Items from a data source
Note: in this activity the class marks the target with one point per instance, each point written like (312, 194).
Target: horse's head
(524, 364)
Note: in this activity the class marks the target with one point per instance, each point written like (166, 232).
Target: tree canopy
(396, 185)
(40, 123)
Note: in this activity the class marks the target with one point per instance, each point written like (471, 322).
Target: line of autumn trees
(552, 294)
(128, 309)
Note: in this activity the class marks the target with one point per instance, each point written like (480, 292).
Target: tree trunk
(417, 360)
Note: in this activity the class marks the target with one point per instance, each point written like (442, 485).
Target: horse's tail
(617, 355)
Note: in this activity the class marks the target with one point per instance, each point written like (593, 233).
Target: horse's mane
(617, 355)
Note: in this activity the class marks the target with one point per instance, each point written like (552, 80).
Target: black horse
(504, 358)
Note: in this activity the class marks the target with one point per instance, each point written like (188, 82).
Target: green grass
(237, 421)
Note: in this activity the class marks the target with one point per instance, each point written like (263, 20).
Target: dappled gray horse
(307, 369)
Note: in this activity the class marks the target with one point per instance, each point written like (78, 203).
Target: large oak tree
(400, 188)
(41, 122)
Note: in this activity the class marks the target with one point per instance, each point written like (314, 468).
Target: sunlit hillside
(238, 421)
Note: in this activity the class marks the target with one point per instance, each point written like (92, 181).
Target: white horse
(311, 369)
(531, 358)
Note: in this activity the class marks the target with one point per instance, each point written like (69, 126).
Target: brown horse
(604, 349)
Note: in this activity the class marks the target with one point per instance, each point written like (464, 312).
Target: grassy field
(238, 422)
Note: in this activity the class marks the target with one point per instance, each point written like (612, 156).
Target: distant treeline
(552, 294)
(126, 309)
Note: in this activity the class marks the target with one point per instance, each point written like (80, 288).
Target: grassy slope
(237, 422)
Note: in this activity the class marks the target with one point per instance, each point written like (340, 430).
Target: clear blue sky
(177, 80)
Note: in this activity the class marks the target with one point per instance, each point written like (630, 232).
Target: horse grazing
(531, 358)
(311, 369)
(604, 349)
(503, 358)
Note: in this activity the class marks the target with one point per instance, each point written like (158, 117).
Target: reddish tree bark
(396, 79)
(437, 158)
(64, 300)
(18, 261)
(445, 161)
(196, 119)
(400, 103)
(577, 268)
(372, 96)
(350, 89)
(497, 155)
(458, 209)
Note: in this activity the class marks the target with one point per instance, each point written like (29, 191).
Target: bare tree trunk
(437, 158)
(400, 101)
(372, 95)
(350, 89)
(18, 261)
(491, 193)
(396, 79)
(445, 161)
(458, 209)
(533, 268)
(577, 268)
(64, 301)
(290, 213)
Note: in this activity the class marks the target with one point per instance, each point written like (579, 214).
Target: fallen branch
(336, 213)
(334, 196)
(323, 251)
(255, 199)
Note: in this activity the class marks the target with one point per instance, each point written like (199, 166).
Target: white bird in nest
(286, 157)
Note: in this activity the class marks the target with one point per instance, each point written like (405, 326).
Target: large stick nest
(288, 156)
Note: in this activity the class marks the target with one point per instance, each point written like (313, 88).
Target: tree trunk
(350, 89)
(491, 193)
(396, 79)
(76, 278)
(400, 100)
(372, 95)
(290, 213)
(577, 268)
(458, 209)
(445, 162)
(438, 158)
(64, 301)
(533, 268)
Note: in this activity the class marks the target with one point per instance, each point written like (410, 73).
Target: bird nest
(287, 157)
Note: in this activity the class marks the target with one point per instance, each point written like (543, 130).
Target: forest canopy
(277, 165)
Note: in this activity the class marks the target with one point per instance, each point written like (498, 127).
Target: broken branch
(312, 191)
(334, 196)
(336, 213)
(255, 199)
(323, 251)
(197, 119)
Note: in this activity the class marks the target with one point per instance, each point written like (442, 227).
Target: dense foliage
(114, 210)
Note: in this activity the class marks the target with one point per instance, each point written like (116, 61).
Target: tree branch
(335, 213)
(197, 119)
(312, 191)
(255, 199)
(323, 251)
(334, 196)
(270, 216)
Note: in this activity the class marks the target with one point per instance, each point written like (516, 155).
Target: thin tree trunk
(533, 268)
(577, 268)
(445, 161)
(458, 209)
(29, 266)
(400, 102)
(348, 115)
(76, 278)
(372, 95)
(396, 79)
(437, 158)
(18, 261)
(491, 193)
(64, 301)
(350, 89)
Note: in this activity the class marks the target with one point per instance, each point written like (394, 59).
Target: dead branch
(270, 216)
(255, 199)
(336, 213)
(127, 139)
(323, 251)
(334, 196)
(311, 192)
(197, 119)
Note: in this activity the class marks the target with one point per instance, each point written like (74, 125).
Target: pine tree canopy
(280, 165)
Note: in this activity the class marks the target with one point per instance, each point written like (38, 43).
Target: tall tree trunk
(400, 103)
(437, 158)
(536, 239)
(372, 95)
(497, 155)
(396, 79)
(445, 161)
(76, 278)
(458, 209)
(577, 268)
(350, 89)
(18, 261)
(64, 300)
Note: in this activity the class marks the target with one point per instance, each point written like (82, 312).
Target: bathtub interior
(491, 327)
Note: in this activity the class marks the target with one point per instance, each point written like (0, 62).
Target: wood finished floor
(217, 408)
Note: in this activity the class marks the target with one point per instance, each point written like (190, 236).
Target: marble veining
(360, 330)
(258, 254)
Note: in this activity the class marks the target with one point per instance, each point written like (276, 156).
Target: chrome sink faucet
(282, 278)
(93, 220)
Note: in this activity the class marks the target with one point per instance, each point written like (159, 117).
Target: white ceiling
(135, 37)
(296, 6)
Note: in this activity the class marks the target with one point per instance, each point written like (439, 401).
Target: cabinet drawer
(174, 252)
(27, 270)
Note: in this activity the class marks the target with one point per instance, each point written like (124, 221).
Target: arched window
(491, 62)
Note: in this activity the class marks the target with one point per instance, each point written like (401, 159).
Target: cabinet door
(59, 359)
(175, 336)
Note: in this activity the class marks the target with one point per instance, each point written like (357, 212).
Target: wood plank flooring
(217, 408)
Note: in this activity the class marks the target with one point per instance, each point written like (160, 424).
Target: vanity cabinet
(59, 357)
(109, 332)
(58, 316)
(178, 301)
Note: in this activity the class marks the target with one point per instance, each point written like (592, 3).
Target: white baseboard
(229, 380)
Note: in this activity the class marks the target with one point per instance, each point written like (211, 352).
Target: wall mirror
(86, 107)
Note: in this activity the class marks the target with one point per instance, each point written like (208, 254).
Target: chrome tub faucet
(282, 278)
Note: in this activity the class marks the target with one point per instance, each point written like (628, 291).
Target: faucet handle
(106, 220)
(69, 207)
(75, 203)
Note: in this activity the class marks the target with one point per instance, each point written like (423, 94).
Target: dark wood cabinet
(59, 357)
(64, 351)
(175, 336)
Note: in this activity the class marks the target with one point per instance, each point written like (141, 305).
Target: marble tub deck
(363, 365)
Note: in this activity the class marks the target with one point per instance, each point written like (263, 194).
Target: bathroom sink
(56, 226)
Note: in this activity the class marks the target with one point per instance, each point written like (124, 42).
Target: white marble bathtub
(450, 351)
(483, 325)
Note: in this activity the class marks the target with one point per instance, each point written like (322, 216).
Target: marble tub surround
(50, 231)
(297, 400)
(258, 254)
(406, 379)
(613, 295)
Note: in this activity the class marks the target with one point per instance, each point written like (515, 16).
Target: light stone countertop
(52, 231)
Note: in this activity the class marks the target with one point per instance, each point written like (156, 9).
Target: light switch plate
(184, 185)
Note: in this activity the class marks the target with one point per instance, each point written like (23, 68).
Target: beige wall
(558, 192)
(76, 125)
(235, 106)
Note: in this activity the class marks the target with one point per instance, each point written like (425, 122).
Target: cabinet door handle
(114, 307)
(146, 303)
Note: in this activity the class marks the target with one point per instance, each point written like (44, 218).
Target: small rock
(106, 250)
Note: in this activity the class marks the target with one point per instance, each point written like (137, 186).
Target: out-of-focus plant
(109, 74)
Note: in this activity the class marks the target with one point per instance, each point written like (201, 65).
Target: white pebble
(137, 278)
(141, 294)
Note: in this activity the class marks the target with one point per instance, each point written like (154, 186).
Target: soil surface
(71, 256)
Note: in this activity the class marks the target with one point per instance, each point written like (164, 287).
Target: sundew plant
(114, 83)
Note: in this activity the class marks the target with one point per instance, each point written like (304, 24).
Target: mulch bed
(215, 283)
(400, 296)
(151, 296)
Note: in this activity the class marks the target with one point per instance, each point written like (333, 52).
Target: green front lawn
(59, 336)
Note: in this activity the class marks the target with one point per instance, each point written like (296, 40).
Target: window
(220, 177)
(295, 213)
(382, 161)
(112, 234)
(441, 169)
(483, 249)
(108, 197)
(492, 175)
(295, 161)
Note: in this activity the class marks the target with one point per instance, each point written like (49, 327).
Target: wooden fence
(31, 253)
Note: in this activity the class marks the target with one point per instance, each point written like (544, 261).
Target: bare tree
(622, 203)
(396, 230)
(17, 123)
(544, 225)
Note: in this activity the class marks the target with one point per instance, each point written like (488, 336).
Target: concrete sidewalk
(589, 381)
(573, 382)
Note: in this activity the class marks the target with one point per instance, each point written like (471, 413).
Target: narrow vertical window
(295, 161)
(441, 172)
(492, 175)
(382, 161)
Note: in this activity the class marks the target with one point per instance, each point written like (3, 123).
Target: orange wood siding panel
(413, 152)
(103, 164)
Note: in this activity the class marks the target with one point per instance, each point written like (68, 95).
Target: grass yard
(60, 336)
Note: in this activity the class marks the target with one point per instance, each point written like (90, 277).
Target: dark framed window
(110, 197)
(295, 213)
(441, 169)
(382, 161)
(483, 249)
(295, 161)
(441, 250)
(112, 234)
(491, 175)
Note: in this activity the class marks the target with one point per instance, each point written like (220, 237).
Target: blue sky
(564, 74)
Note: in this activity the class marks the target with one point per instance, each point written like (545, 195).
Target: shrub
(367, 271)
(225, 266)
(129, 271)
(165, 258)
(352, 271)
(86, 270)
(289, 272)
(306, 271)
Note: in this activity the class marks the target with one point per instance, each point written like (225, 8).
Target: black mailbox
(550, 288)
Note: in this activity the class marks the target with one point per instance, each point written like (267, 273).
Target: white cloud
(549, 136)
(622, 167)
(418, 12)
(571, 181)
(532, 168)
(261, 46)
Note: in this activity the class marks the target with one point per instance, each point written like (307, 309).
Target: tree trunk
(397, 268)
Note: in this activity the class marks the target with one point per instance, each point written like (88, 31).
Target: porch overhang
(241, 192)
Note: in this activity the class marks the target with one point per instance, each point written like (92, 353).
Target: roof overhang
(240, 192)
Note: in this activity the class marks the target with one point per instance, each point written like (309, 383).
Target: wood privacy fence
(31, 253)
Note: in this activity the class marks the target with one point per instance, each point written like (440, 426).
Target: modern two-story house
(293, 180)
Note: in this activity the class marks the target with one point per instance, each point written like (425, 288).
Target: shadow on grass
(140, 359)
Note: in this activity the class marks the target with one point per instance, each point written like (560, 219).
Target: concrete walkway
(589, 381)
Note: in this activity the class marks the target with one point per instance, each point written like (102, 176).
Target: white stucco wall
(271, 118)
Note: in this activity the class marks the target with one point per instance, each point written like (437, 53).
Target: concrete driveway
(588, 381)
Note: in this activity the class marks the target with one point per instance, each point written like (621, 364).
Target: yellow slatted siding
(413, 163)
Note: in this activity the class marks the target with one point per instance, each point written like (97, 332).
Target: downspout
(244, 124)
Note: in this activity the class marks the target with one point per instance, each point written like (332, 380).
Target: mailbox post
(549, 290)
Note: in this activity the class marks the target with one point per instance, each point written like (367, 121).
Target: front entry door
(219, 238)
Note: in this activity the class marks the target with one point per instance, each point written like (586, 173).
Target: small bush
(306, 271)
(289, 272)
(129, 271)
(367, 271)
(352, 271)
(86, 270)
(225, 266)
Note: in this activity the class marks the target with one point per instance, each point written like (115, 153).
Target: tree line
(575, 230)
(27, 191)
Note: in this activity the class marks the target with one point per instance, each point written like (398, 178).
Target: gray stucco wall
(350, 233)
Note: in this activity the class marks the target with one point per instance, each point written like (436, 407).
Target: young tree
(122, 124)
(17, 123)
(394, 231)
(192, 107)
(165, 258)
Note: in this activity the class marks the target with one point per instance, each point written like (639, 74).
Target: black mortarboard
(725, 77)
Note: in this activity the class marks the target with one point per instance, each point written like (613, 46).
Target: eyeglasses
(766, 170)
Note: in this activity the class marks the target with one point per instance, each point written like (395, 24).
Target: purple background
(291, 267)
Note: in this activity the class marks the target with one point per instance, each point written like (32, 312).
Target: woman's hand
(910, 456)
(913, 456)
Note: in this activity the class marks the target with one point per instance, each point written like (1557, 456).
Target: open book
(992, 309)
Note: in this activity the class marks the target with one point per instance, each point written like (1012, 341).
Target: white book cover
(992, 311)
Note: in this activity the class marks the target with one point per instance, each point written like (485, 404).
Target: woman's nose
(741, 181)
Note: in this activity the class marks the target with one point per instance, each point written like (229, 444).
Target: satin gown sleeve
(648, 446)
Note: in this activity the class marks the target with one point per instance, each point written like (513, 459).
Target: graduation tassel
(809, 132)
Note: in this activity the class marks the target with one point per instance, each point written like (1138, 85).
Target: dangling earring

▸ **Exercise details**
The result should consist solely of the lines from the one that contains "Target: satin gown sleeve" to the last line of the records above, reproduced exactly.

▸ **Answer box**
Target: satin gown sleeve
(648, 446)
Note: in this activity the class marks the target with one point per instance, each point written like (513, 459).
Target: graduation tassel
(809, 132)
Note: in this activity the class marks the target with one point per instance, each point written like (1138, 85).
Target: dangling earring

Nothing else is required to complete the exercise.